# WRITTEN TASK A:
According to the excerpt on the asymptotic expansion of the energy, what value does η take at the critical point?

# SELECTED EXTRACT:
------------------------------------
6.1 Asymptotic expansion of the energy

We expand the following quantity at the critical point

\[ \Delta\E(\eta) = \E[u(\eta), \lambda(\eta)] - \E[u^\ast \circ \lambda(\eta), \lambda(\eta)], \]

where $\eta$ is the parametrization of the bifurcated branch introduced in Chapter 5 ($\eta = 0$ at the critical point).

The asymptotic expansion of $\Delta\E$ results from plugging the expansions of $\lambda(\eta)$ and $u(\eta)$ defined above into the general expression of the energy that was derived in Chapter 4.

We then use these expansions to evaluate the energy along the fundamental and bifurcated branches, as well as the difference $\Delta\E$ of these two quantities. The resulting expressions are too long to be displayed. We first apply some elementary simplifications.

ΔE = (create_E(u, λ) - create_E(u_star, λ)).expand().subs({
    E2 * u1 : 0,
    E2 * u2_V : 0
})
------------------------------------
[Records from a point-labeling set]
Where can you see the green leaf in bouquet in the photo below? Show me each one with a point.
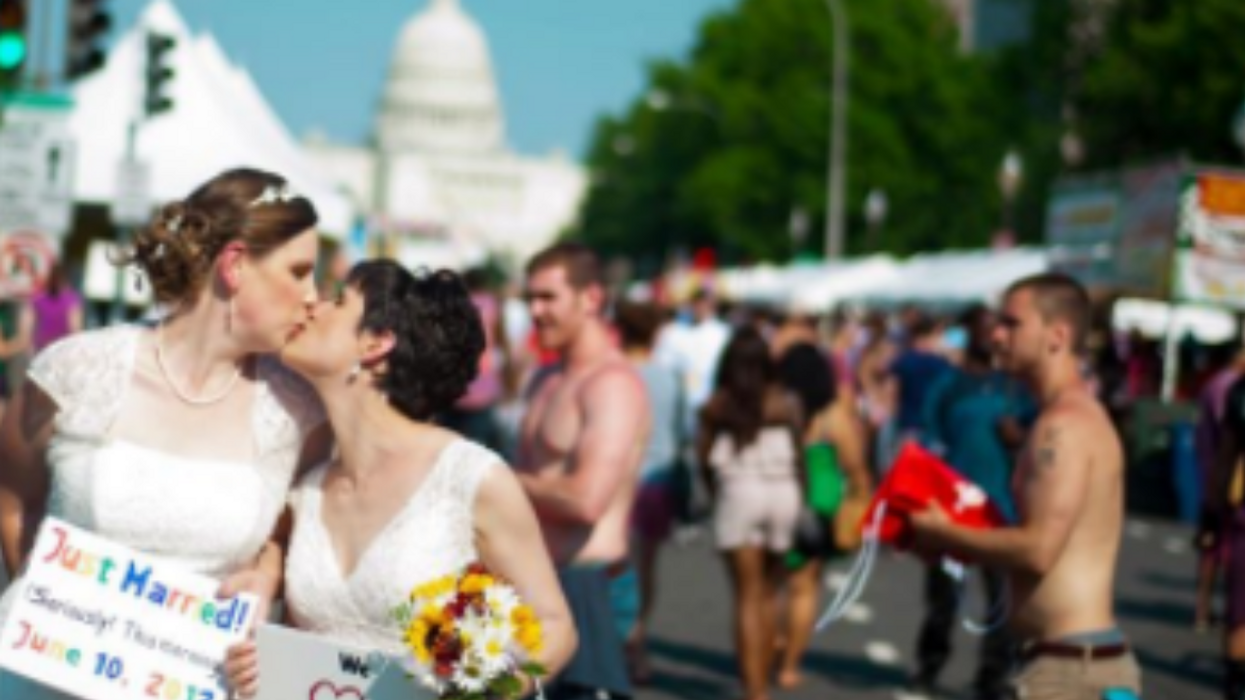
(506, 686)
(534, 669)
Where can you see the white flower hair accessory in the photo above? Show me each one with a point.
(274, 193)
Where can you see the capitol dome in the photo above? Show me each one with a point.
(441, 95)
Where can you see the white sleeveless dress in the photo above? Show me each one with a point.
(206, 516)
(433, 534)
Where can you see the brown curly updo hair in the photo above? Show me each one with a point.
(176, 252)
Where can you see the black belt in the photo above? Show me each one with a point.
(1087, 652)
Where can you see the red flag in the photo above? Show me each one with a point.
(918, 478)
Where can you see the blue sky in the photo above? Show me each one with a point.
(559, 62)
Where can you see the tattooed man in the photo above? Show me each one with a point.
(1070, 493)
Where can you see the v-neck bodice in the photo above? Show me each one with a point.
(432, 534)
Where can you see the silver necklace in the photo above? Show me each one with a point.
(184, 396)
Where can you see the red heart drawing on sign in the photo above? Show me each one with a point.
(325, 690)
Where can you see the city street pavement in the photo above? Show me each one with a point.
(869, 654)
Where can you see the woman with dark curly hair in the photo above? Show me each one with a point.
(750, 450)
(179, 439)
(405, 501)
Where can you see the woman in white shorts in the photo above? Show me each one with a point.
(748, 446)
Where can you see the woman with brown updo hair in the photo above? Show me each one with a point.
(179, 439)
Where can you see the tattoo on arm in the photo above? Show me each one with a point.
(1047, 450)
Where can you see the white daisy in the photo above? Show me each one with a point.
(471, 678)
(494, 653)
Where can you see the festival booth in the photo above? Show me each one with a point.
(219, 120)
(1172, 234)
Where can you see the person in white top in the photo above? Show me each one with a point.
(179, 440)
(404, 501)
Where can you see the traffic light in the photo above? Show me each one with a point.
(13, 42)
(159, 74)
(89, 21)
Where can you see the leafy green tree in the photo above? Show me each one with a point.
(1168, 80)
(740, 140)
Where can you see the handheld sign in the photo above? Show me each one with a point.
(103, 622)
(298, 665)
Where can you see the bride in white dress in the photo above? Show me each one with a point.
(404, 501)
(179, 440)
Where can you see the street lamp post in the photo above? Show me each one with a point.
(1239, 128)
(1010, 175)
(837, 157)
(875, 207)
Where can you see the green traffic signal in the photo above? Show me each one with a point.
(13, 50)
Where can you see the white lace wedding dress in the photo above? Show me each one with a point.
(431, 536)
(207, 516)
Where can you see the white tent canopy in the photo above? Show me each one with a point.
(958, 278)
(1153, 319)
(219, 121)
(848, 283)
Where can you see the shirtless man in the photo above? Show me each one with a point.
(1060, 558)
(580, 447)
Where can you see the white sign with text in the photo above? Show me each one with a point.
(102, 622)
(298, 665)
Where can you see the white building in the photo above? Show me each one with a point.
(438, 178)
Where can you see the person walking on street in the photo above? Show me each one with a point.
(1060, 556)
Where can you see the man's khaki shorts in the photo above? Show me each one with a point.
(1056, 678)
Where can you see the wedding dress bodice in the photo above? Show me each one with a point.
(432, 534)
(204, 515)
(207, 516)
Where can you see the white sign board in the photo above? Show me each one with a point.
(298, 665)
(102, 277)
(102, 622)
(36, 181)
(132, 204)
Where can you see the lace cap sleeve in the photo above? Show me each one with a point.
(473, 463)
(85, 375)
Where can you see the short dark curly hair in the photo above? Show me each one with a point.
(437, 334)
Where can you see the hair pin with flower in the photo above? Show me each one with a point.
(274, 193)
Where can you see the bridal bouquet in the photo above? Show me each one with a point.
(469, 637)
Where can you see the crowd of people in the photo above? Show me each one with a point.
(413, 422)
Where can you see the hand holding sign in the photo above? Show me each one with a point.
(103, 622)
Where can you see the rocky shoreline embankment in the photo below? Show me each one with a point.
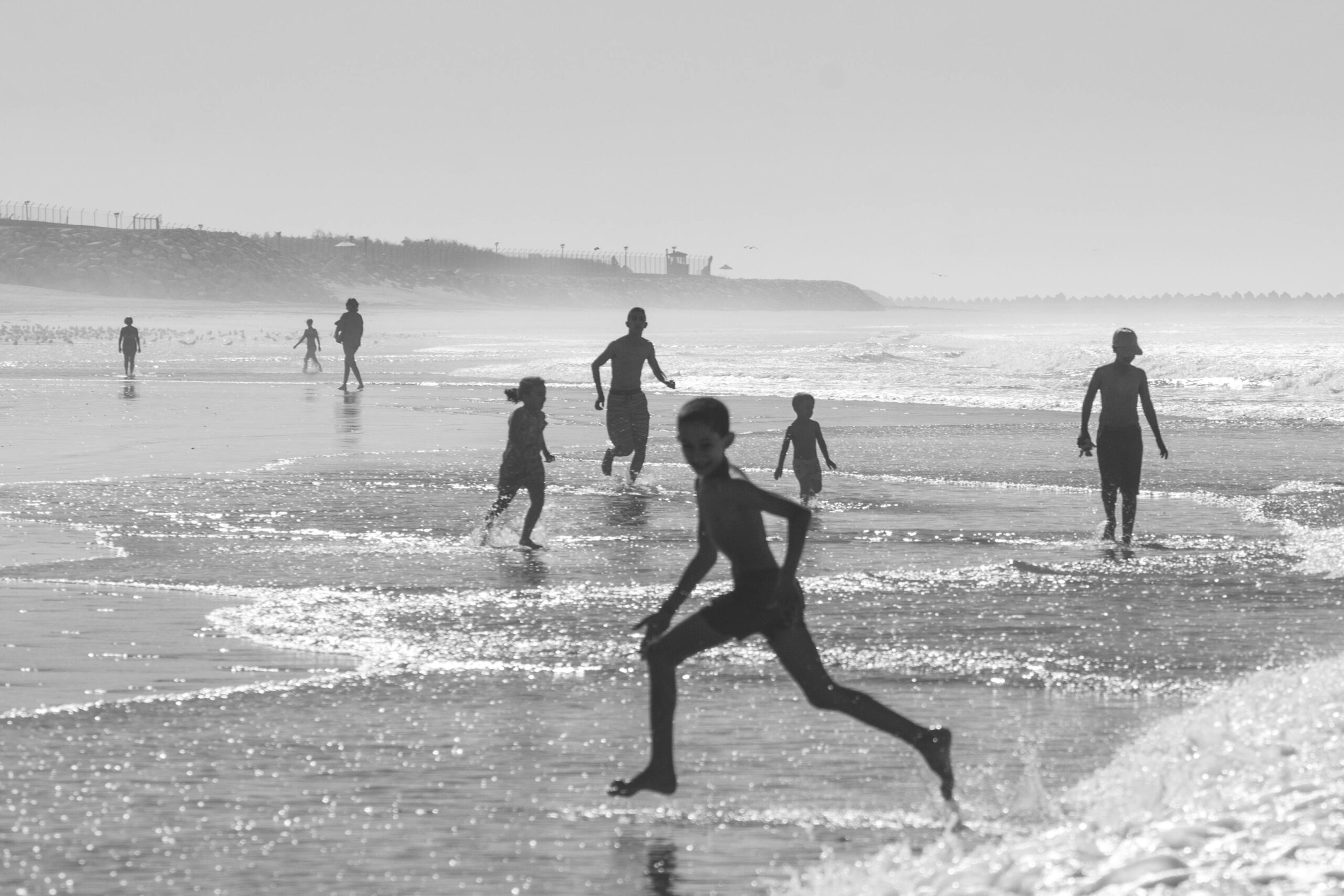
(194, 263)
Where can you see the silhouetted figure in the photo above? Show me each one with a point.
(805, 436)
(765, 599)
(627, 406)
(128, 343)
(1120, 442)
(315, 344)
(522, 465)
(350, 332)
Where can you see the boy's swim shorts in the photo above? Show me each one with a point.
(1120, 455)
(810, 475)
(750, 608)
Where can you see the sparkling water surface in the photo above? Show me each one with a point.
(953, 571)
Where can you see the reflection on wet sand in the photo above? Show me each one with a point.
(349, 424)
(526, 571)
(660, 868)
(629, 510)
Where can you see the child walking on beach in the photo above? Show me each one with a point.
(522, 465)
(350, 333)
(765, 599)
(128, 343)
(1120, 442)
(805, 436)
(315, 344)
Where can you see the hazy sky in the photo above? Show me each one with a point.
(1018, 148)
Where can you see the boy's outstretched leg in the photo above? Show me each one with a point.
(664, 655)
(799, 655)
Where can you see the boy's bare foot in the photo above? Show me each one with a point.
(663, 782)
(936, 747)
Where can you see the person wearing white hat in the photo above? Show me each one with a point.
(1120, 442)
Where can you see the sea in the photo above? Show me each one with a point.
(443, 711)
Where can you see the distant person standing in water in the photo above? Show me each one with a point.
(128, 343)
(1120, 442)
(522, 465)
(350, 332)
(805, 436)
(627, 406)
(315, 344)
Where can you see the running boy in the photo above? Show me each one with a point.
(805, 436)
(522, 465)
(315, 344)
(1120, 442)
(128, 343)
(765, 599)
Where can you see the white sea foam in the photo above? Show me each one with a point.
(1237, 794)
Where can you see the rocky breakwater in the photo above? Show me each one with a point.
(172, 263)
(670, 292)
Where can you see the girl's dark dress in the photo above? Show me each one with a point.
(522, 465)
------------------------------------
# WRITTEN TASK B:
Recast the listing as a two-column CSV with the columns request and answer, covering everything from the line containing "Where can you see the boy's outstretched" down to the end of the listing. Write one row per request, with its text and its answer each in a single quoted field and line breaks turned into spaces.

# FULL SOLUTION A:
η = 0 at the critical point.

# FULL SOLUTION B:
request,answer
"Where can you see the boy's outstretched leg in the photo above? Show me each one with a point.","(664, 655) (799, 655)"
"Where can you see the boy's bare foot in the photo above? Show me each one with a point.","(663, 782) (936, 747)"
"Where can you see the person wearing white hat in the photo above? Show me each one with a point.","(1120, 442)"
"Where can you see the sea in the photo above? Show me each one with a point.","(443, 711)"
"Where can you see the distant person standing in water in the photo above? Show me each one with a point.","(128, 343) (1120, 442) (522, 465) (350, 332) (805, 436) (627, 406) (315, 344)"
"Where can you see the running boy in the photo above? Show me each one with a point.","(805, 436) (522, 465) (315, 344) (1120, 442) (128, 343) (765, 599)"
"Where can you see the white sea foam in the photo above? Show me each one with a point.","(1237, 794)"
"Where can you see the rocky breakwater in the photo above? Show me each one with a point.","(172, 263) (670, 292)"
"Where can you see the girl's dark dress in the photo above? Show me each one with a point.","(522, 465)"